** TASK **
Copy every record below exactly as it stands.

** GIVEN DATA **
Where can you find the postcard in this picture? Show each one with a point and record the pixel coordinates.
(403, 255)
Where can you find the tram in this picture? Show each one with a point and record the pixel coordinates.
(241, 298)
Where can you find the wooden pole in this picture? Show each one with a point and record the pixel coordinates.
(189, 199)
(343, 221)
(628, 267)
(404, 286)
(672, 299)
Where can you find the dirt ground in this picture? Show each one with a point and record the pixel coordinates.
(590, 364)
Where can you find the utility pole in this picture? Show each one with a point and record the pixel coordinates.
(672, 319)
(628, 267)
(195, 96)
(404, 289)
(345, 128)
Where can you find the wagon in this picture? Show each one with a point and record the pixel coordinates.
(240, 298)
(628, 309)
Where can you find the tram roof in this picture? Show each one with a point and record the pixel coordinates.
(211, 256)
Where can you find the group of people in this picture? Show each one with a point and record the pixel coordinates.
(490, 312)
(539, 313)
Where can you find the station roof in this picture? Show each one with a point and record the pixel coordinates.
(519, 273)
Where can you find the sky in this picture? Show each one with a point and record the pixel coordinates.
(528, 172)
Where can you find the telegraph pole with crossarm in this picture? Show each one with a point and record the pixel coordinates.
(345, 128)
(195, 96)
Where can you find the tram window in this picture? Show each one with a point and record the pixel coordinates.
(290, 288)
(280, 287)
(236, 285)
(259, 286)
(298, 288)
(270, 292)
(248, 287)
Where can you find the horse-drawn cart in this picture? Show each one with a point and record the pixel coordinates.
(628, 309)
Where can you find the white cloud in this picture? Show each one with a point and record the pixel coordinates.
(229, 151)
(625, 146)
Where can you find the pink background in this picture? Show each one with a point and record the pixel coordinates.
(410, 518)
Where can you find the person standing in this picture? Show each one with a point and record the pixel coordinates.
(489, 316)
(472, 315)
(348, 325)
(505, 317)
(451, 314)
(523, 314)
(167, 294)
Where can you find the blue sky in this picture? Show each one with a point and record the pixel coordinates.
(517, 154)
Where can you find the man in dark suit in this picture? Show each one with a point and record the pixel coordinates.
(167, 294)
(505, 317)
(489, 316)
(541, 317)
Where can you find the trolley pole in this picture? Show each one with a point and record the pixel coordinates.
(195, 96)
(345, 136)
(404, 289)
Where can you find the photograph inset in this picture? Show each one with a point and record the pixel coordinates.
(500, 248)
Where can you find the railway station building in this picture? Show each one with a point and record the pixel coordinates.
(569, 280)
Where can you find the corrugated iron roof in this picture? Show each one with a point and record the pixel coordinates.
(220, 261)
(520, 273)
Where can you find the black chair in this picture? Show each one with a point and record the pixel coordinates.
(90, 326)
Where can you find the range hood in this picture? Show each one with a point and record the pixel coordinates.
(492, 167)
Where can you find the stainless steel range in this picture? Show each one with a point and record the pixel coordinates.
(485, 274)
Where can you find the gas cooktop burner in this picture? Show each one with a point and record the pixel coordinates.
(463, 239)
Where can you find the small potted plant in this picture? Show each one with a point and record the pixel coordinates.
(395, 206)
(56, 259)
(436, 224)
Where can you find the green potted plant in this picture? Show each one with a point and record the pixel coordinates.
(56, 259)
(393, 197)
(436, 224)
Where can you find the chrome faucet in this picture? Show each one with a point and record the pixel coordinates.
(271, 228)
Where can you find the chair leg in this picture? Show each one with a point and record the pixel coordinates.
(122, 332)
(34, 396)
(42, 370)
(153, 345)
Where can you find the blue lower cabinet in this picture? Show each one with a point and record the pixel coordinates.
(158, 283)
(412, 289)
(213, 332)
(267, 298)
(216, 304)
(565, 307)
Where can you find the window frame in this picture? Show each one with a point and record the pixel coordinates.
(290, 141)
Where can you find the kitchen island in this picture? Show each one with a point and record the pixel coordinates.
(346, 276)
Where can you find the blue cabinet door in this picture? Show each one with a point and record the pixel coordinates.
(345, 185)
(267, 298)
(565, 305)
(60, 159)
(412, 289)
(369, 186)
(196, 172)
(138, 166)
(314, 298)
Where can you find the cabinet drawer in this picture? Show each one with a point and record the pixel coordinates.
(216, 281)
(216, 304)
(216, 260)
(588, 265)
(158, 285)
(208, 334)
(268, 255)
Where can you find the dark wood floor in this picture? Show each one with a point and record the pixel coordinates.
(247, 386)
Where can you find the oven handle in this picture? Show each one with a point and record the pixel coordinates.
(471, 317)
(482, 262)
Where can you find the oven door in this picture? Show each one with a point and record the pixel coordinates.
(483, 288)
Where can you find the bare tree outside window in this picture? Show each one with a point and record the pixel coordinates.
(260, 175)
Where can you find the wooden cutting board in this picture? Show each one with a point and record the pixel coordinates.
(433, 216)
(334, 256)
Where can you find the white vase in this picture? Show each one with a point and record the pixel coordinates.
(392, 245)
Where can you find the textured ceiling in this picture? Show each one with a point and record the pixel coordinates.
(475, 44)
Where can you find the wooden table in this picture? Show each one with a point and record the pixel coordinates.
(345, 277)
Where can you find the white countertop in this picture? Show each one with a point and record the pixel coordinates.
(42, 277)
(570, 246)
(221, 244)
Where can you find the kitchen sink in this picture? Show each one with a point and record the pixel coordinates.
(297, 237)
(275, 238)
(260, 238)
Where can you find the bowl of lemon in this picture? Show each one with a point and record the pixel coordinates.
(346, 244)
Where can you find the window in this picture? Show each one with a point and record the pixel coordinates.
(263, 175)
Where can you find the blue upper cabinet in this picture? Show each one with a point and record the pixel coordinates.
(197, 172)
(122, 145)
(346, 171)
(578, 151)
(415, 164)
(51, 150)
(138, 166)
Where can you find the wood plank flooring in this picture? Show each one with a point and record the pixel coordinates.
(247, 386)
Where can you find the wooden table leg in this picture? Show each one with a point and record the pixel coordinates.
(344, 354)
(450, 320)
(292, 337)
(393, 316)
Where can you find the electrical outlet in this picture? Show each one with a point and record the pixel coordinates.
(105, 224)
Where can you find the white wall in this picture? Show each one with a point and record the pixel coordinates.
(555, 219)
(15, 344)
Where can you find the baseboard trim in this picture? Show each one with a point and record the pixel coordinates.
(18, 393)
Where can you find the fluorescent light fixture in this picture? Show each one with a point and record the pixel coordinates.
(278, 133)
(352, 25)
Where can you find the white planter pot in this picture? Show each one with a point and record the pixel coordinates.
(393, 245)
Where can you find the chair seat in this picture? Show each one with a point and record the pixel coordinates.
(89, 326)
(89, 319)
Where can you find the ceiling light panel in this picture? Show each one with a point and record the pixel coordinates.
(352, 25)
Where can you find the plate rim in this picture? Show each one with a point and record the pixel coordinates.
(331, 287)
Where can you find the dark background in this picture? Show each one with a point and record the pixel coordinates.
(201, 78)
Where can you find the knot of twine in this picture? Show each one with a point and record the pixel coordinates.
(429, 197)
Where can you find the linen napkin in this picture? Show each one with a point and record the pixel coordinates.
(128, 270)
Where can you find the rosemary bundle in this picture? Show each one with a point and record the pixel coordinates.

** SOLUTION TO THIS PROBLEM **
Where can you find the postcard in this picture? Show each one with a point and record the pixel coordinates.
(403, 255)
Where can you find the tram in this picture? Show each one with a point and record the pixel coordinates.
(241, 298)
Where can you find the wooden pole in this picture? Show each one with a point and record the pixel coordinates.
(189, 199)
(343, 221)
(628, 267)
(404, 286)
(672, 299)
Where can you find the dirt ground in this picture? Show each one with a point and record the pixel coordinates.
(590, 364)
Where can you find the utility pole in this picture? Show each one with a point and record the pixel coordinates.
(672, 319)
(628, 267)
(195, 96)
(404, 289)
(345, 128)
Where can you find the wagon in this picture? Show each one with a point and record the pixel coordinates.
(240, 298)
(628, 309)
Where can you find the tram roof in this picture? Show each one with a point and record the pixel coordinates.
(211, 256)
Where can you find the group of people in this picture? Show each one with a point and record the pixel coordinates.
(490, 312)
(539, 313)
Where can you find the station roof in this picture? Show each one with a point and record the pixel coordinates.
(519, 273)
Where can you find the sky in this picture? Show each one with a point and record the pixel coordinates.
(528, 172)
Where can you find the telegraph pole with crossarm in this picture? Show each one with a point and record the pixel coordinates.
(345, 128)
(195, 96)
Where can you find the tram window in this picture? Show each one with a point and record the pixel coordinates.
(290, 288)
(280, 287)
(236, 285)
(259, 286)
(298, 288)
(270, 292)
(248, 287)
Where can you find the horse-drawn cart in this picture? Show each one with a point and record the pixel coordinates.
(628, 309)
Where can you find the white cloud in this picture? Show each one with a point and record the pixel coordinates.
(229, 151)
(625, 146)
Where can you find the pink background in this picture? Show each one with a point and record the pixel coordinates.
(410, 518)
Where can you find the person standing in this picture? Show each one with a point and record the pixel coordinates.
(489, 316)
(472, 315)
(348, 325)
(505, 317)
(451, 314)
(523, 314)
(167, 294)
Where can you find the blue sky in this picture? Show each one with a point and record the pixel coordinates.
(517, 154)
Where can you find the man in dark suit in this picture? Show each one with a point and record the pixel coordinates.
(167, 294)
(505, 317)
(489, 316)
(541, 317)
Where can you find the trolley pole in this picture? Show each one with a point and record the pixel coordinates.
(195, 96)
(345, 136)
(404, 289)
Where can you find the photograph inset in this picture? Show each one with a point and record the pixel coordinates.
(500, 248)
Where can you find the railway station building in this picture? Show each one with a point and record the pixel coordinates.
(569, 280)
Where can you find the corrugated iron roof in this picture? Show each one with a point and record the pixel coordinates.
(220, 261)
(520, 273)
Where can you find the black chair in this picture? Show each one with a point and record the pixel coordinates.
(90, 326)
Where can you find the range hood in this picture? Show each one with a point and record the pixel coordinates.
(492, 167)
Where can you find the stainless steel range in this picture? Show each one with a point and record the pixel coordinates.
(485, 274)
Where can you find the gas cooktop burner in this picture? Show each one with a point and record the pixel coordinates.
(463, 239)
Where can you find the small potted plant in this picture? Show each one with a point and record the pixel coordinates.
(395, 206)
(56, 259)
(436, 224)
Where can you find the green potted plant in this picture? Show each one with a point and record the pixel coordinates.
(56, 259)
(393, 197)
(436, 224)
Where can you find the chrome faucet in this picture? Show each one with a point and record the pixel coordinates.
(271, 228)
Where can you find the chair leg in this picture? Show each one with a point and record the pixel coordinates.
(122, 332)
(34, 396)
(42, 370)
(153, 345)
Where can you find the blue lower cabinet in this picture? Show each one with a point and record the pixel coordinates.
(158, 283)
(412, 289)
(213, 332)
(267, 298)
(216, 304)
(565, 307)
Where can you find the window frame in this picture? Show each one with a point and record the pixel coordinates.
(290, 141)
Where can you find the kitchen island in this picture? Show each one with a point and record the pixel coordinates.
(346, 276)
Where can you find the blue cabinet door in this picture? Show each one with a point and record the pixel coordinates.
(345, 185)
(267, 298)
(565, 305)
(60, 159)
(412, 289)
(369, 186)
(196, 172)
(138, 166)
(314, 298)
Where can you find the cabinet drawer in this picture? Show each one with a point and record the pixel coordinates.
(216, 281)
(216, 304)
(216, 260)
(588, 265)
(158, 285)
(208, 334)
(268, 255)
Where can you find the dark wood floor in this picture? Show each one with a point and record the pixel coordinates.
(247, 386)
Where can you find the oven handle in this picture? Show each one with a point and record the pixel coordinates.
(471, 317)
(482, 262)
Where can you find the oven door in this picture? Show each one with a point and record the pixel coordinates.
(483, 288)
Where can you find the bare tree outside window in this picture? Show each one with a point and record the pixel coordinates.
(260, 175)
Where can you find the wooden cutting board in this picture? Show each one with a point and record the pixel coordinates.
(433, 216)
(334, 256)
Where can you find the white vase in this picture? Show each one with a point and record the pixel coordinates.
(392, 245)
Where can you find the textured ceiling in this picture? Show each one with a point and record the pixel coordinates.
(475, 44)
Where can you find the wooden table in this picture? Show each one with a point and record the pixel coordinates.
(345, 277)
Where can you find the white countertop in this picture? Show each one with a point and record the pixel coordinates.
(42, 277)
(570, 246)
(221, 244)
Where can you find the kitchen sink in this picture? Show each one with a point and record the pixel coordinates.
(297, 237)
(275, 238)
(260, 238)
Where can you find the bowl of lemon in this picture? Show each one with a point and record the pixel coordinates.
(346, 244)
Where can you find the window in this picture? Show each one with a point and record the pixel coordinates.
(263, 175)
Where can you find the blue upper cabinet in this picture? Show each one with a point and record the pixel coordinates.
(197, 172)
(122, 145)
(346, 171)
(578, 151)
(415, 164)
(51, 150)
(138, 166)
Where can you find the wood plank flooring in this picture? Show each one with a point and record the pixel coordinates.
(247, 386)
Where can you find the wooden table leg in this picture? Show each one with a point and record the pixel coordinates.
(344, 354)
(450, 320)
(292, 337)
(393, 316)
Where can you find the electrical outlet in this picture? Show each one with a point and record the pixel coordinates.
(105, 224)
Where can you find the white wall in this picture? Show each one with a point and record the pixel coordinates.
(555, 219)
(15, 344)
Where can you find the baseboard trim in this picture? Show each one with a point and record the pixel coordinates.
(18, 393)
Where can you find the fluorescent light fixture in this picture? Show each one with a point and record the pixel coordinates.
(278, 133)
(352, 25)
Where can you find the white planter pot in this picture? Show each one with a point and record the pixel coordinates.
(393, 245)
Where can you find the chair seat in this picture? Show each one with a point and record the pixel coordinates.
(89, 326)
(89, 319)
Where can you find the ceiling light panel in this picture? Show each one with a point and record the pixel coordinates.
(352, 25)
Where can you find the plate rim in this picture? Show each one with a point and record the pixel coordinates.
(331, 287)
Where can you find the dark background in this picture? Show each one with a point and record the pixel coordinates.
(201, 78)
Where can you find the knot of twine in this picture? Show each one with a point and record the pixel coordinates.
(429, 197)
Where can you find the linen napkin in this picture? Show each one with a point and record the pixel coordinates.
(128, 270)
Where can you find the rosemary bundle in this picture? Show each one with a point and record the pixel coordinates.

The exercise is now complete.